Assigned task
Return exactly the lines that run from the one with "rough mask: <svg" to the last line of the entries below, both included, and nothing else.

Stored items
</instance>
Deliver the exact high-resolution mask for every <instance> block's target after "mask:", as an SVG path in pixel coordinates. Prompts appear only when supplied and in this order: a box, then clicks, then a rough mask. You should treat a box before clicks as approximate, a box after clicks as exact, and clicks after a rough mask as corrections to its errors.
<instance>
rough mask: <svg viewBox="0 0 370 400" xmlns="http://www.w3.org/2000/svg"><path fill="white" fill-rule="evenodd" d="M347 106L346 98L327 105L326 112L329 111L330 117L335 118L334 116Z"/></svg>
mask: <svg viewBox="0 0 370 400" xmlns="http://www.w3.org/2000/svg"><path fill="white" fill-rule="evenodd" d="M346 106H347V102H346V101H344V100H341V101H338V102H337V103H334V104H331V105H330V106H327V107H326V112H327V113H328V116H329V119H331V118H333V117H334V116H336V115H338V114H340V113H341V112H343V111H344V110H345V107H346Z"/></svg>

Solution for this problem
rough mask: <svg viewBox="0 0 370 400" xmlns="http://www.w3.org/2000/svg"><path fill="white" fill-rule="evenodd" d="M347 106L346 98L327 105L326 112L329 111L330 117L335 118L334 116Z"/></svg>
mask: <svg viewBox="0 0 370 400" xmlns="http://www.w3.org/2000/svg"><path fill="white" fill-rule="evenodd" d="M346 106H347V102H346V101H344V100H341V101H338V102H337V103H334V104H331V105H330V106H327V107H326V112H327V113H328V116H329V119H331V118H333V117H334V116H336V115H338V114H340V113H341V112H343V111H344V110H345V107H346Z"/></svg>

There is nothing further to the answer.